* **Texte fourni**
_ _ _ _ _ _ _
Il nous faut alors trouver un moulin. Quelqu’un qui accepte les six ou sept tonnes de grains que l’on espère récolter pour le transformer en trois tonnes de farine. C’est beaucoup et c’est peu à la fois.

C’est ridiculement peu pour un moulin industriel qui se rit d’une quantité si faible, c’est beaucoup pour un meunier ou une meunière seul·e qui portera sac après sac sur son épaule jusqu’à la pierre mue par la force de l’eau qui viendra le réduire en farine. Choisir un moulin, c’est comme choisir une variété d’épeautre ou une terre : c’est encore un choix pragmatique et politique.

Le moulin est-il équipé pour décortiquer l’épeautre ? Il faut que le meunier prenne une marge suffisante pour pouvoir nourrir sa famille et rentabiliser son outil, mais la farine ne doit pas être, au bout du compte, hors de prix. D’où viendra l’énergie qui servira à moudre le grain mûr ? Et si le moulin est trop loin de la ferme où le grain sèche patiemment, l’agriculteur perdra un temps précieux au détriment de ses bêtes qui n’ont cure d’attendre pour la traite que l’épeautre ait été amené au meunier. Olivier semble être notre homme. Le moulin de Lafosse qu’il a restauré patiemment presse des huiles et mout des farines à la force de l’eau… à condition que le débit soit suffisant. Un détail qui semble anecdotique, mais amène une part d’incertitude climatique supplémentaire au chemin qui va du grain au pain.

La belle étiquette

On n’était que quelques-uns autour de cet épeautre. Chaque étape de son histoire nous semblait importante à raconter, mais on savait aussi pertinemment que la communication publicitaire, si elle aime les récits, dédaigne ceux qui dépassent 1500 mots. Alors on s’est tourné vers un mot, trois petites lettres indissociables de l’esprit qui avait animé le projet à chacune de ses étapes. Il nous fallait une étiquette qui synthétise tout ce que contenait le paquet de farine. En anglais, étiquette se dit… label et en français, le label tout trouvé pour résumer ce qu’on avait fait, l’esprit dans lequel on l’avait fait c’était celui-là : B-I-O.  Seulement, pour certifier un produit « Bio », il faut que tous les maillons de la chaine se fassent eux-mêmes labelliser, payent pour obtenir une certification, y compris si leur action se réduit à transformer en farine un grain qu’on vient passer sous une meule. Le choix est donc simple : faire monter le prix pour n’apporter aucun bénéfice au produit… ou choisir de construire la confiance autrement. Le grain était bio en entrant dans le moulin, il était devenu « cultivé sans engrais chimiques ni pesticides de synthèse, sans additif ni conservateur ». C’est plus long, ça veut dire la même chose et ça traduit une confiance, pas celle d’un organisme de contrôle qui descend faire une visite à l’improviste, non, celle qui s’est construite jour après jour entre Albert, Valérie, Thomas, Damien, Olivier, Philippe et moi et ça, ça vaut sans doute plus qu’un label.
_ _ _ _ _ _ _
* **Jeu de données**
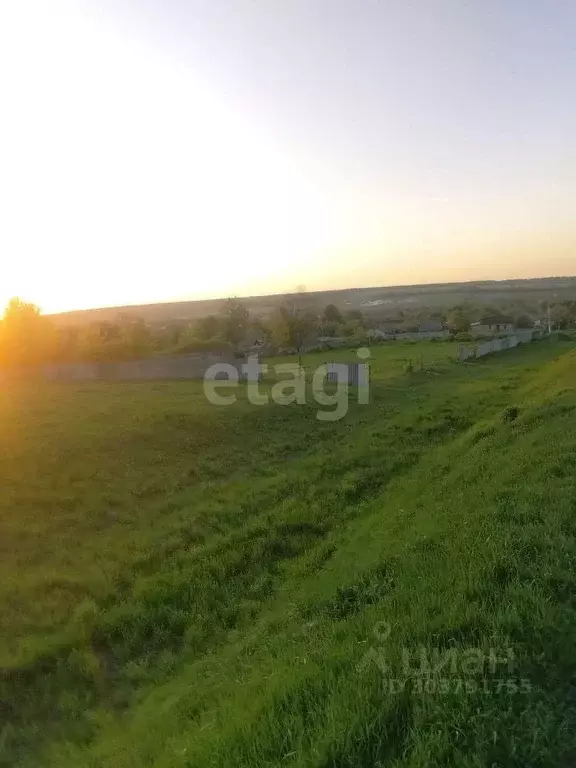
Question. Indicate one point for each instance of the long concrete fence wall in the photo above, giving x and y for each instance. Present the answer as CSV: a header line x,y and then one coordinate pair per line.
x,y
466,352
190,366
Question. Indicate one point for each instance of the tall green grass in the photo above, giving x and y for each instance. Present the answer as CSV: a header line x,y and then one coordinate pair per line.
x,y
192,586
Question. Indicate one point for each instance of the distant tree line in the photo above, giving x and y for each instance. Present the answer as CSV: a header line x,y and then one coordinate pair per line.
x,y
29,339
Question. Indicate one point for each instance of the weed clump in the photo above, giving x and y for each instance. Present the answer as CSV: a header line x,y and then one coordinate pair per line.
x,y
510,414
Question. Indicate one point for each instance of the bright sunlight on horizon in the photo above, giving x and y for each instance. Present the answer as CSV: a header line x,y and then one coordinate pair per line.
x,y
177,150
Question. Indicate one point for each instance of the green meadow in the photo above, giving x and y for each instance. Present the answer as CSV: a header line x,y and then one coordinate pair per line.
_ _ _ _ _ _ _
* **Consigne**
Indiquez par oui ou non si chaque affirmation s'accorde avec le texte sur le moulin et l'épeautre, en citant mot pour mot le passage qui tranche.
1. Le moulin de Lafosse moud à la force de l'eau.
2. On espère récolter trois tonnes de grains.
3. Pour certifier un produit « Bio », seul l'agriculteur doit se faire labelliser.
Les données n'interviennent en rien dans ce travail.

* **Réponse**
1. Oui : « presse des huiles et mout des farines à la force de l’eau »
2. Non : « les six ou sept tonnes de grains que l’on espère récolter pour le transformer en trois tonnes de farine »
3. Non : « il faut que tous les maillons de la chaine se fassent eux-mêmes labelliser »